**Dataset:**

-----

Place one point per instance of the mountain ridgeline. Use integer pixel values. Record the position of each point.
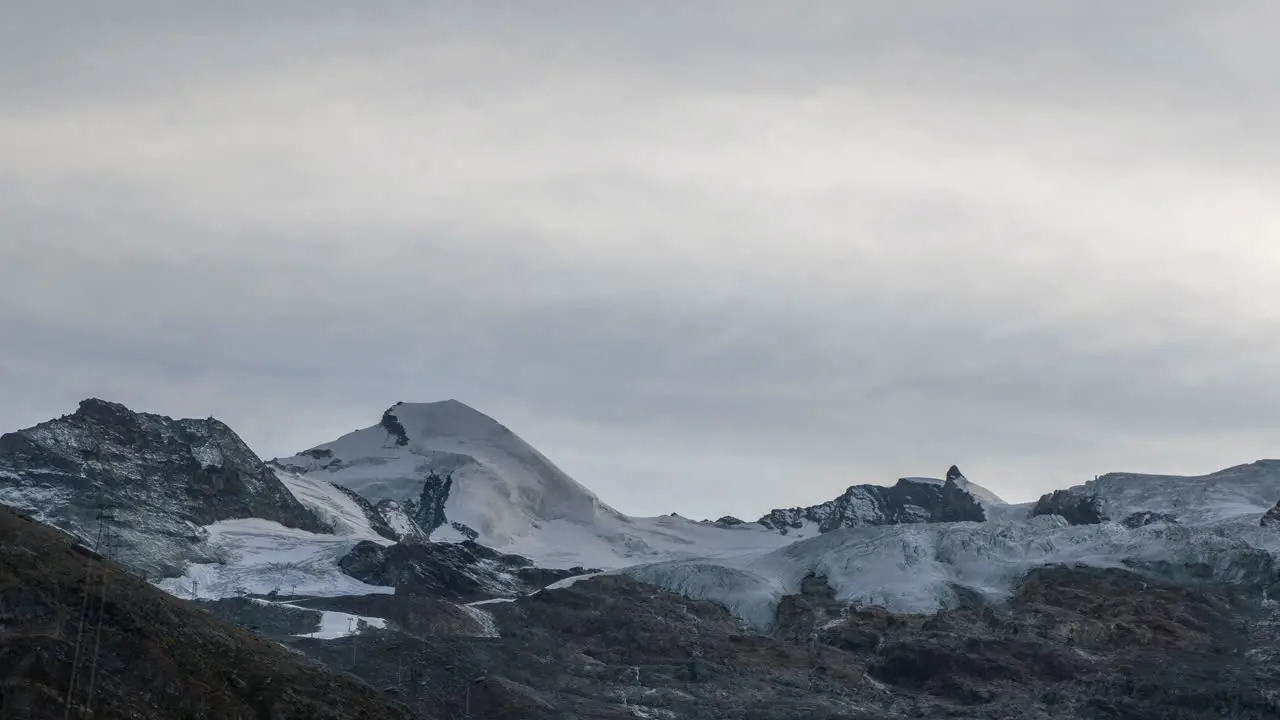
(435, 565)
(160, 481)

-----

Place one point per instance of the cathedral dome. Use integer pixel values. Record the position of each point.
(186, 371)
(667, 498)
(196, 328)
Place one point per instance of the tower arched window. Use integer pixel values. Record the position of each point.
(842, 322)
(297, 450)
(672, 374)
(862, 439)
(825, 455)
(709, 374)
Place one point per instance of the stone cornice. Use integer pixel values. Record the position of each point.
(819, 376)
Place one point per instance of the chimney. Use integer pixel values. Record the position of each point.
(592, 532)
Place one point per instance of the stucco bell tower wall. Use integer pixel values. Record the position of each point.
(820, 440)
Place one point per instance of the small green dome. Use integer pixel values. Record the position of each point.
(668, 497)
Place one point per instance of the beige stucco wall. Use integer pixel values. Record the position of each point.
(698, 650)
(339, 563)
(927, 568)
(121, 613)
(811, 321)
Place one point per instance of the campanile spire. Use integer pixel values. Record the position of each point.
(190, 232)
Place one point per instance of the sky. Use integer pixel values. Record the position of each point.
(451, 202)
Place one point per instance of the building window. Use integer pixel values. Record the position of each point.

-----

Beginning with the line containing "Place one point per instance of the sky." in the material above, copy every line exactly until you have copied the line containing "Place one point per instance of the building".

Place one point per instance of the sky. Use integer pixel values. Record the position of each point.
(451, 202)
Place one point per instance of the building window. Use integer pixel values. Record the position of each point.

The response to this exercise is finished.